* _PROBLEM DESCRIPTION_
Although the records contain pictures, only their text should be set down, exactly as written.

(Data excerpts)
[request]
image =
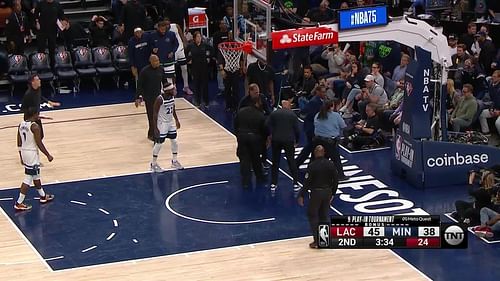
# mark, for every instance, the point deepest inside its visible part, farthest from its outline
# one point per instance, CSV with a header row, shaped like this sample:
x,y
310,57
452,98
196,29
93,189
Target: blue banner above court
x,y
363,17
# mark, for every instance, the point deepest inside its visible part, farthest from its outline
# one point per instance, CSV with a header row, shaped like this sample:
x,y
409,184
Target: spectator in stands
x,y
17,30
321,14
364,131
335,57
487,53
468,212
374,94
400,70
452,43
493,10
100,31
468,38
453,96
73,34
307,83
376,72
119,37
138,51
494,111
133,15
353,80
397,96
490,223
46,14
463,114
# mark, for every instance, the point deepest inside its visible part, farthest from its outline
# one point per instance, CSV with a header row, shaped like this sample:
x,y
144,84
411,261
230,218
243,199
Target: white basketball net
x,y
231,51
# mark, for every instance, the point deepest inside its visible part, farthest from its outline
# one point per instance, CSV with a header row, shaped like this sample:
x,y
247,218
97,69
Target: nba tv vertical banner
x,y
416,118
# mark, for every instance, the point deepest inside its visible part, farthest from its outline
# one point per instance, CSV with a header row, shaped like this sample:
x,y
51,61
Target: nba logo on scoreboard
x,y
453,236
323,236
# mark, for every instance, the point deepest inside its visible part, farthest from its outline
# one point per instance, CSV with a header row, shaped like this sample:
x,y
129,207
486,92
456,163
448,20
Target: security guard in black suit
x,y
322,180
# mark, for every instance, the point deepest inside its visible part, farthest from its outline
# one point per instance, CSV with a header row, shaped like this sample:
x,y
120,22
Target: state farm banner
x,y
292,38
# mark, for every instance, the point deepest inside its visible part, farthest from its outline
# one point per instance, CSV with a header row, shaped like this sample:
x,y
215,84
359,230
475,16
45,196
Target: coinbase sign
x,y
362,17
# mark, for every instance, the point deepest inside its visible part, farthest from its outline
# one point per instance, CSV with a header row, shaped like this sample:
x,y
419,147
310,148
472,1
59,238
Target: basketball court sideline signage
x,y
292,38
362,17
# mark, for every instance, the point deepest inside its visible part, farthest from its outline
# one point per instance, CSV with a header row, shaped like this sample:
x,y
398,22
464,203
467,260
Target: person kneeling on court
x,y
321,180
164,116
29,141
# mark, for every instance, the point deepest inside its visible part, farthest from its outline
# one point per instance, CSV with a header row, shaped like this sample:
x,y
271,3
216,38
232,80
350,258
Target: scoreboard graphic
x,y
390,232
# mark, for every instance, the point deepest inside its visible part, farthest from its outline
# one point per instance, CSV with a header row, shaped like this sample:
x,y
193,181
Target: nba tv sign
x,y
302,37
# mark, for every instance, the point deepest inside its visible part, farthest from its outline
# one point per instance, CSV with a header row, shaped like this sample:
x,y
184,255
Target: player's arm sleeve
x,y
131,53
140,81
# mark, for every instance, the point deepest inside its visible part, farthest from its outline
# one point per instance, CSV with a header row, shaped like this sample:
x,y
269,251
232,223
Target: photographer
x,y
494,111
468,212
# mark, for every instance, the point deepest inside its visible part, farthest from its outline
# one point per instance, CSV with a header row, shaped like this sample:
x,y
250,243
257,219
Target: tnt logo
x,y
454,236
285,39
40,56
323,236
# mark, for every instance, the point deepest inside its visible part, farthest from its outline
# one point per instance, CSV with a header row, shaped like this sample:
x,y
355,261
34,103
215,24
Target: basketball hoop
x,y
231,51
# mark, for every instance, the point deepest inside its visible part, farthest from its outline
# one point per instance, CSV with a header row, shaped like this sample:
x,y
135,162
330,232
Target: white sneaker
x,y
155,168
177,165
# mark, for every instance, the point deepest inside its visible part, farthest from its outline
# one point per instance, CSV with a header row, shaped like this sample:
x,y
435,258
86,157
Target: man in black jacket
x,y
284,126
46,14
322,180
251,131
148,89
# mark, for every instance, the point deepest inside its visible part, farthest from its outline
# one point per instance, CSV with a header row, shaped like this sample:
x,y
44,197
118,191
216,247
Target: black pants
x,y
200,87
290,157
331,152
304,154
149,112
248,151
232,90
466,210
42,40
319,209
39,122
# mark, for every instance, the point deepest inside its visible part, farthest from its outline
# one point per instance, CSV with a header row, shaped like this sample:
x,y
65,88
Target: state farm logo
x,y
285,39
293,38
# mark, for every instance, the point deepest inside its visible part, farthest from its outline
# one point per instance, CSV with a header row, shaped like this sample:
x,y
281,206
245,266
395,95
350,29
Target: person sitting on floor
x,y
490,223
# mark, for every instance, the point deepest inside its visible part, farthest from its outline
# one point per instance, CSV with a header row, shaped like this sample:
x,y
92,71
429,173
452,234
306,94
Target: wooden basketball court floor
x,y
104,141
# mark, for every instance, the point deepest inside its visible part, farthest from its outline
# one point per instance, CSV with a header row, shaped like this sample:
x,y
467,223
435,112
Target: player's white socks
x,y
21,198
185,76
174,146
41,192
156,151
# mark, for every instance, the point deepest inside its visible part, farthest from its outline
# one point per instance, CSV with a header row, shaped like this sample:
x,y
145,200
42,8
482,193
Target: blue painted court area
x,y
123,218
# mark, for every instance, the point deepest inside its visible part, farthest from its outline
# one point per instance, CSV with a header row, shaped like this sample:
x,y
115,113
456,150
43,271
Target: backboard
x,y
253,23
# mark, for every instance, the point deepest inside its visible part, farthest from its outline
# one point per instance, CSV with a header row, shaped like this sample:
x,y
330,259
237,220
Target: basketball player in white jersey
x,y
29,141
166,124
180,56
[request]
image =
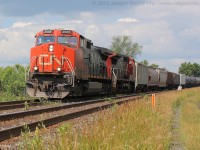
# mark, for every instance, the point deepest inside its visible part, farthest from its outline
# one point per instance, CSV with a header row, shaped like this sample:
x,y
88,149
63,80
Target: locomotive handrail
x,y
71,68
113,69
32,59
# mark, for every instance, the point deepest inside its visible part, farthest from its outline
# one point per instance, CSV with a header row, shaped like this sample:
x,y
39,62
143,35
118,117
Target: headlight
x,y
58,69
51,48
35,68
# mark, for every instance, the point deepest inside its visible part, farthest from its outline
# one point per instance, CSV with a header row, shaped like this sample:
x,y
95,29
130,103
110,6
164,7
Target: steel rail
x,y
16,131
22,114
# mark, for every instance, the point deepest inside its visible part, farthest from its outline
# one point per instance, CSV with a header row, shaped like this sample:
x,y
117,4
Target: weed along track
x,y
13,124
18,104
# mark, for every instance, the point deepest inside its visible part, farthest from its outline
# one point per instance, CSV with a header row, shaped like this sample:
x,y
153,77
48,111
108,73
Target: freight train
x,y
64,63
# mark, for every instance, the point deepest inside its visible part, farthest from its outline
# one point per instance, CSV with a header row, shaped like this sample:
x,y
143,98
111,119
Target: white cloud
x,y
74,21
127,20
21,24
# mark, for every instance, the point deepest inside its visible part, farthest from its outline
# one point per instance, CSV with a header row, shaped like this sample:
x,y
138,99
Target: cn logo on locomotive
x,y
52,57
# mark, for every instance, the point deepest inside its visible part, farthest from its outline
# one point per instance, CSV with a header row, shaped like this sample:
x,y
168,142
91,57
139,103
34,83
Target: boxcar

* _WRITTEN REPLY_
[request]
image =
# mark, for every instance, the point deepest inside its visible part, farthest from its outline
# one point per instance, CSV with a header row, shaped like this sample:
x,y
310,57
452,98
196,29
93,189
Target: blue banner above court
x,y
363,17
# mark, for every instance, the point deepest inside its visible part, farthest from its outline
# one point per instance, CSV with a header row, shaped like this sample:
x,y
409,184
Target: spectator in stands
x,y
17,30
321,14
364,131
335,57
487,53
468,212
374,94
400,70
452,43
493,10
100,31
468,38
453,96
73,34
307,83
376,72
119,37
138,51
494,111
133,15
353,80
397,96
490,223
46,14
463,114
# mark, for every instance, the point deepest inside its visible part, farthest from its outline
# one point per instance, CSV with a header row, shaped like this sample:
x,y
144,84
411,261
230,218
243,199
Target: white basketball net
x,y
231,51
# mark, for every instance, the point deepest inside its visible part, farthest from its outline
# one point per instance, CSV with a header row, shaped like this sample:
x,y
247,218
97,69
Target: nba tv vertical banner
x,y
416,118
# mark, for every instance, the point deepest inside its visible part, farthest from its outline
# one point per instance, CSV with a header row, shaped like this sample:
x,y
51,61
Target: nba logo on scoreboard
x,y
453,236
323,236
# mark, for every instance, the point deepest inside its visible part, farthest from its outline
# one point per instance, CSV with a header row, shaped like this sample:
x,y
129,207
486,92
456,163
448,20
Target: security guard in black suit
x,y
322,180
# mark, for every instance, the point deepest inside its visible part, farthest from its outline
# one point per instance, CSV with a header row, shaped like this sample:
x,y
120,22
Target: state farm banner
x,y
292,38
# mark, for every instance, the point deepest inside its visible part, farthest from its outline
# one point per instance, CSV with a header row, shaped like this sample:
x,y
215,84
359,230
475,16
45,196
Target: coinbase sign
x,y
362,17
# mark, for every instance, the point deepest inside its visible part, farthest from its outline
# one point per instance, CSV with a header row, shaped like this sample:
x,y
419,147
310,148
472,1
59,238
Target: basketball court sideline signage
x,y
292,38
362,17
# mark, for every instance, the point deepest inside its visible part, farthest from its outline
# one point per instance, CSV with a header row, shaped like this sample:
x,y
398,22
464,203
467,260
Target: person kneeling on court
x,y
321,180
164,116
29,141
# mark, for every instance, the point deepest inside its visible part, farthest from its outline
# one point per instance, CSV with a header row, shaped like this sample:
x,y
271,3
216,38
232,80
350,258
Target: scoreboard graphic
x,y
390,232
# mark, for every instance, the point deepest inside its visible part, farthest from its outline
# one point per instance, CSV with a header row, shaped like this sample:
x,y
193,181
Target: nba tv sign
x,y
302,37
# mark, for every instance, the point deepest inside its visible part, farthest from its outline
# one point per instance, CSV with a header row, shaped like this sample:
x,y
184,255
Target: player's arm sleeve
x,y
131,53
140,81
# mark, for every instance, the point deepest inside its visible part, farthest from its outline
# one point per instance, CSV with a header row, shaped like this sample:
x,y
269,251
232,223
Target: photographer
x,y
494,111
468,212
# mark, for every instance, the point deepest inside its visible part, farthest from its outline
# one point per instance, CSV with a header row, shaped like this sample:
x,y
250,243
257,219
Target: tnt logo
x,y
454,236
285,39
40,56
323,236
# mark, for every instance, the point deepest inside its visible part, farthest from its outline
# one point per instance, CSV with a header row, shaped like this sample:
x,y
355,261
34,103
215,24
Target: basketball hoop
x,y
231,51
# mark, for every instance, the point deepest inside its visible part, farthest from its outline
# one point per instance, CSV with a header row, shaped like this sample:
x,y
135,162
330,232
Target: white sneaker
x,y
155,168
177,165
# mark, for every instance, the point deepest inside its visible part, farthest from its outline
# one point per instance, CSV with a header row, shaped like this sample:
x,y
435,258
86,157
Target: man in black jacket
x,y
284,126
46,14
322,180
251,131
148,89
# mark, for every instance, the point deepest inside its visible part, farthest from its outline
# one point per instance, CSV with a header row, shaped like this sample:
x,y
44,197
118,191
216,247
Target: black pants
x,y
200,87
290,157
331,152
304,154
149,112
248,151
232,90
466,210
42,40
319,209
39,122
# mark, for every instance, the point deepest inside its visible part, farthest from its outline
# one point per instance, CSV with a header row, shaped like this sample:
x,y
65,88
Target: state farm logo
x,y
285,39
293,38
# mark, for every instance, the point deepest inside its visible part, farthest from its outline
# one point per instance, CSV with a header row, shaped like this sample:
x,y
281,206
245,266
395,95
350,29
Target: person sitting on floor
x,y
490,223
# mark, for every instance, the point deepest inside its visible part, farthest from its outline
# one point per instance, CSV with a header row, shaped like this sample:
x,y
92,71
429,173
452,234
306,94
Target: wooden basketball court floor
x,y
104,141
# mark, for every instance, the point deepest inside its visible part, farthest from its outline
# one point per instance, CSV with a header row, shaped like this sample:
x,y
467,223
435,112
Target: player's white socks
x,y
21,198
185,76
174,146
41,192
156,151
# mark, for every instance, the point deepest inside its visible part, farthest from its outline
# one point per instance, CSV with a header row, shaped like this sample:
x,y
145,200
42,8
482,193
Target: blue painted court area
x,y
123,218
# mark, for every instance, the point deepest inside its visible part, farthest from its outline
# one point per instance, CSV with a header row, shaped like this sample:
x,y
115,113
456,150
43,271
Target: backboard
x,y
253,23
# mark, for every instance, the point deepest inside its visible part, farthest from its outline
# one point per instance, CSV with a header row, shaped like this sample:
x,y
330,259
237,220
Target: basketball player in white jersey
x,y
29,141
166,124
180,56
[request]
image =
# mark, for every instance, the point deepest inside its visible part, farthest from its outline
# one point per instance, CSV with a header row, shaped like this sample:
x,y
88,149
63,80
Target: locomotive handrail
x,y
71,68
113,69
32,59
# mark, for every instance, the point deepest inside its visible part, farthest from its outline
# one point per instance, CSV with a header row, shaped like this sample:
x,y
39,62
143,35
118,117
Target: headlight
x,y
58,69
51,48
35,68
# mark, for every instance, the point deepest inside its visible part, farthest from its outline
# one point per instance, CSV with a header row, shaped like this sample:
x,y
95,29
130,103
110,6
164,7
Target: steel rail
x,y
16,131
22,114
# mark, for every instance, the point deepest inside its visible part, farthest from its outline
# one point per instance, CSV with a header row, shaped like this sample:
x,y
117,4
Target: weed along track
x,y
13,124
18,104
# mark, for every instance, the point deepest inside its visible part, farthest from its outline
# one point per instance, CSV with a header row, shaped like this sample:
x,y
153,77
48,111
108,73
Target: freight train
x,y
64,63
# mark, for every instance, the point deepest inside its visible part, farthest from its outline
# one point per instance, CSV with a header row, shaped like this sample:
x,y
143,98
111,119
Target: white cloud
x,y
74,21
127,20
21,24
# mark, for every instance, the point deepest inside its visible part, farthest from its outline
# one point per instance, CSV with a header row, shaped like this sample:
x,y
138,99
Target: cn logo on locomotive
x,y
52,57
# mark, for every instance, the point deepest inside its visible part, farthest from its outline
# one point per instance, CSV with a header row, shaped like this sample:
x,y
168,142
91,57
139,103
34,83
Target: boxcar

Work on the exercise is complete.